# WHAT YOU HAVE TO DO:
Please locate each line in the material below that contains the word "bumper" and copy those lines out. Matching is case-sensitive.

# MATERIAL PROVIDED:
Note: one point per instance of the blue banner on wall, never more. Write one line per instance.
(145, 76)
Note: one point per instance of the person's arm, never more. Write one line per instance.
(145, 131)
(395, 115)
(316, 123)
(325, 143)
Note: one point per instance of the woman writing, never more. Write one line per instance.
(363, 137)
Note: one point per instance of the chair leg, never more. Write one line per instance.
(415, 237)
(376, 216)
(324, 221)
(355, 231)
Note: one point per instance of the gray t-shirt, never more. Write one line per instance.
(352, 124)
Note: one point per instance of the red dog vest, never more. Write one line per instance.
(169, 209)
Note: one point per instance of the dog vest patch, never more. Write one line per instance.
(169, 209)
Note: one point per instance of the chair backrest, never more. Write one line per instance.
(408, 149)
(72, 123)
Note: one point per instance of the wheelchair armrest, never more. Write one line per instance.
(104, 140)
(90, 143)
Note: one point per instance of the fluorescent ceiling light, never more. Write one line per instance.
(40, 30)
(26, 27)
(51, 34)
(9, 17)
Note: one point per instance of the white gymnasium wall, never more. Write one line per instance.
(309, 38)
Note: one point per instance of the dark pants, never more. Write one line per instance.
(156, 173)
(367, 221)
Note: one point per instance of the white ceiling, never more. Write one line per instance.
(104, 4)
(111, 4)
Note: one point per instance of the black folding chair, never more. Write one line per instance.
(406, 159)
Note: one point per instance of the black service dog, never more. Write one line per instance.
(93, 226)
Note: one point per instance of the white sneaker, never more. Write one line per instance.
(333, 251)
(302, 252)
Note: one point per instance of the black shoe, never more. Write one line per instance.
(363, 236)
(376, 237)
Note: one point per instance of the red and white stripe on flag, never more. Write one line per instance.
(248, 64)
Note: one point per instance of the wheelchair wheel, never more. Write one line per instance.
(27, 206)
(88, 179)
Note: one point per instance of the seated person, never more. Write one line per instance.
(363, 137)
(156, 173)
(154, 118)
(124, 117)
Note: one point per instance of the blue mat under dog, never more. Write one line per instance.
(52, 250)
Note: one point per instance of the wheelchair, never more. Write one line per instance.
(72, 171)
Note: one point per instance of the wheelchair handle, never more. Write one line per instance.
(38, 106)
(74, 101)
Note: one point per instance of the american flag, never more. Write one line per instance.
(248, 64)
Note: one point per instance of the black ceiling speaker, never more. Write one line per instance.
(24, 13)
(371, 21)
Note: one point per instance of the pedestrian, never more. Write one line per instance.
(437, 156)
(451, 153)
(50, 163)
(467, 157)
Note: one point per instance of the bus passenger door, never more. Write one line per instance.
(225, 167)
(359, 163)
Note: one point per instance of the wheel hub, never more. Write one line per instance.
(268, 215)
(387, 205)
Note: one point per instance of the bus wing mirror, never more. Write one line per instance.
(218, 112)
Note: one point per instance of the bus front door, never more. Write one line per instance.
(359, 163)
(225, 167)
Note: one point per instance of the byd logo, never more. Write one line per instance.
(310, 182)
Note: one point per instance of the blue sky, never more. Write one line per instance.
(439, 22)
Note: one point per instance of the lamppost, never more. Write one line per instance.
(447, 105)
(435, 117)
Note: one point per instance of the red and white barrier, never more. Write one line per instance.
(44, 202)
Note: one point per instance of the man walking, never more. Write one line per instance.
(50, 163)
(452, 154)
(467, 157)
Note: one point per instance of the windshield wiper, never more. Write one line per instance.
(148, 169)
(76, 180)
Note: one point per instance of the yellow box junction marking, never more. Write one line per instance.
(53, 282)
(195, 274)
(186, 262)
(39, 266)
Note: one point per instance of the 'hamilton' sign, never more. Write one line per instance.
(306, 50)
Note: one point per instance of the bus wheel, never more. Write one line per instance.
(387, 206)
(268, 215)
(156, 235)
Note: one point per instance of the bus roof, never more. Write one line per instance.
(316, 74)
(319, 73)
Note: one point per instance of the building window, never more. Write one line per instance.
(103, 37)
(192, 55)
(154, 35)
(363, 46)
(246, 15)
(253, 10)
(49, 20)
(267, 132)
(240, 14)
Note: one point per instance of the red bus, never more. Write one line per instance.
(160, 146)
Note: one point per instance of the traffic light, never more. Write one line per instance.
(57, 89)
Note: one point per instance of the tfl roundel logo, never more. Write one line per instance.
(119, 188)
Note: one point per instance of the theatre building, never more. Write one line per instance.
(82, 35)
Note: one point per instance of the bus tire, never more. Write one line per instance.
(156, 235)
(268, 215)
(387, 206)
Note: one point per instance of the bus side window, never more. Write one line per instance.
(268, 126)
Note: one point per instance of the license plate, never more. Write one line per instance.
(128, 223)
---
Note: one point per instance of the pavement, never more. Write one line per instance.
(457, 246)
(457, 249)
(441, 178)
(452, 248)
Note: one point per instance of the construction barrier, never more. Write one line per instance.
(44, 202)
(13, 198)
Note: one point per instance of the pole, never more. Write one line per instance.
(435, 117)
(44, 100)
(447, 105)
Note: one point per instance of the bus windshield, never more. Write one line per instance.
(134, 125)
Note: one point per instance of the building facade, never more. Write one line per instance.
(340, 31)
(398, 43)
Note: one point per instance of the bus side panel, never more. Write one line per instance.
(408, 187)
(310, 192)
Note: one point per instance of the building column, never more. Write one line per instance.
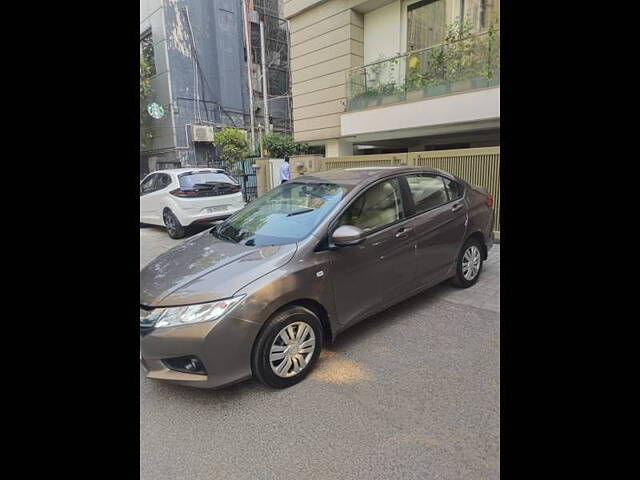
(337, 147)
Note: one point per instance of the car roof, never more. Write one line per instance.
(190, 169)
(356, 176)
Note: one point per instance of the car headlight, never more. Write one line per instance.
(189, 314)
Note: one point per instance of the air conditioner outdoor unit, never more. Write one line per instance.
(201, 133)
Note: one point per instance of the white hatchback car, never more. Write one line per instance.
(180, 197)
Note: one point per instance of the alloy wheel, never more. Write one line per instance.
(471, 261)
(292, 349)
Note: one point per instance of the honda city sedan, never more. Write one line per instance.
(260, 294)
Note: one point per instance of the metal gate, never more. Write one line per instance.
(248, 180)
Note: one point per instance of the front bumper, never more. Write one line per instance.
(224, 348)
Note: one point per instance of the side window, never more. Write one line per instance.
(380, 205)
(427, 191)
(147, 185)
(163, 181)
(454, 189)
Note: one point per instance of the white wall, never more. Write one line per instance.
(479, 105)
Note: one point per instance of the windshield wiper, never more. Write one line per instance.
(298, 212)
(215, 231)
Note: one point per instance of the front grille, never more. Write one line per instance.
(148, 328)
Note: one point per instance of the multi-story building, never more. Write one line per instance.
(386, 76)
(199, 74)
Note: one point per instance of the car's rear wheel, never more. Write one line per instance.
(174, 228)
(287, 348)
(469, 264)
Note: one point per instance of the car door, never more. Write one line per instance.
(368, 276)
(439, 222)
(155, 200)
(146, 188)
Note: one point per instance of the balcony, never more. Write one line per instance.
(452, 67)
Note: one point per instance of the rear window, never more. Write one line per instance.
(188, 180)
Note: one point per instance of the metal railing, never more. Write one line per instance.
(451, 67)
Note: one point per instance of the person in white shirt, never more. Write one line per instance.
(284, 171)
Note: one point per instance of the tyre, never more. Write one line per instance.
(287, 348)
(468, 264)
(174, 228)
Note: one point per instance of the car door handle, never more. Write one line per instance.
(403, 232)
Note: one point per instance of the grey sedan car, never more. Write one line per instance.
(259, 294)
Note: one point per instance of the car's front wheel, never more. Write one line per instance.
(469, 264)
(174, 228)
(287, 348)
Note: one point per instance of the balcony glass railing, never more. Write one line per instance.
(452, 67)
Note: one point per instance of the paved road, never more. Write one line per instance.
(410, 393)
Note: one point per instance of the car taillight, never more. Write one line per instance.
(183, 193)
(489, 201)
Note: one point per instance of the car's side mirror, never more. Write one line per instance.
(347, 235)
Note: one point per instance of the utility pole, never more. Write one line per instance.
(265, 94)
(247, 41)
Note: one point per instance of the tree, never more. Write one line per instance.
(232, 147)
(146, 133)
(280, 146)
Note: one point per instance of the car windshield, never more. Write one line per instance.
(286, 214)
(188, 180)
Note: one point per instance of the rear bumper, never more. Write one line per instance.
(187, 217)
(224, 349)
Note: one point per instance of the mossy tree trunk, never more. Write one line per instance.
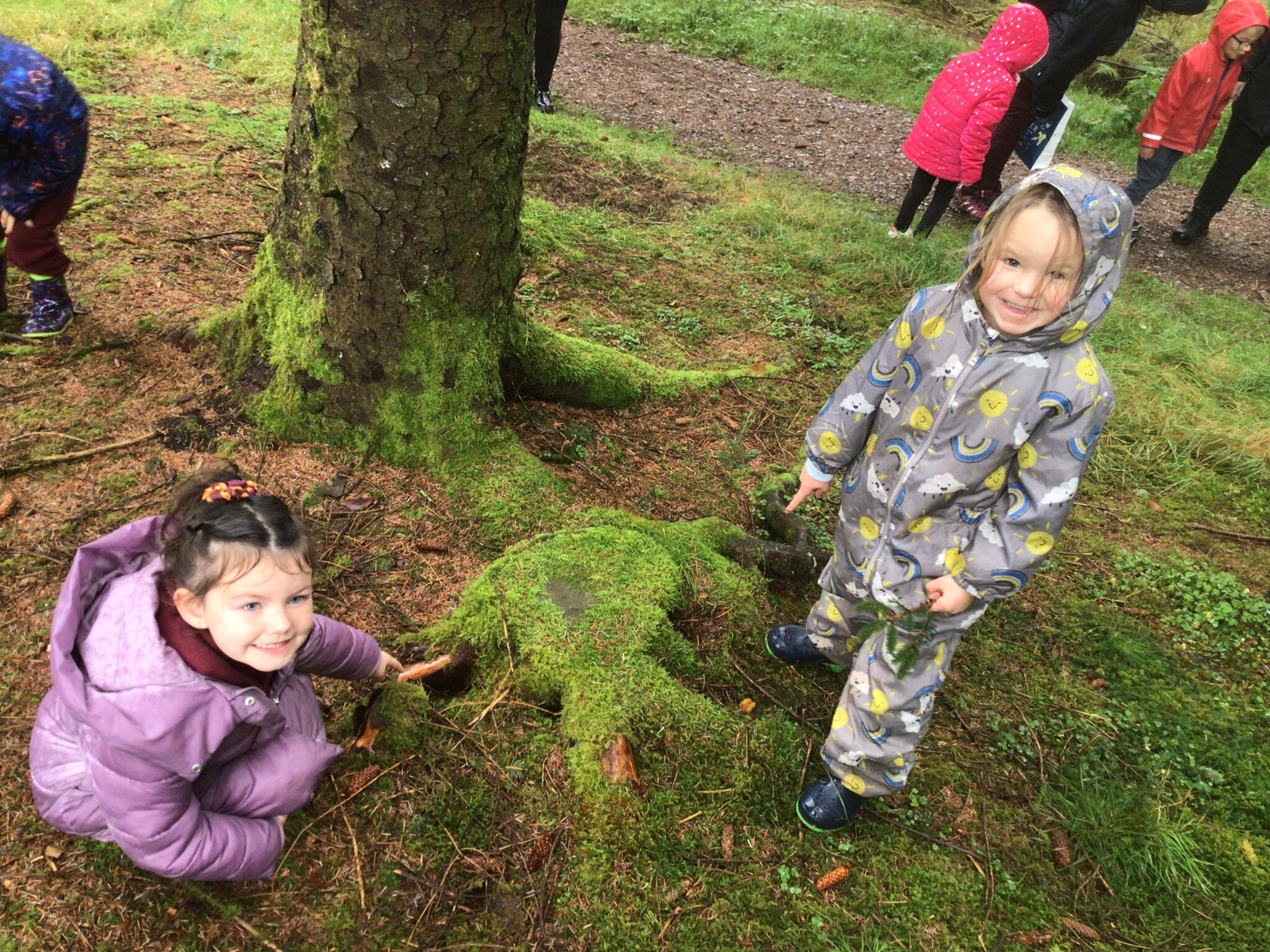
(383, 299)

# FINISHED EXERCISE:
Note: one point per instance of the front bumper, never more. Write one line per instance.
Note: one point per instance of the rear bumper, never more. Write one line per instance.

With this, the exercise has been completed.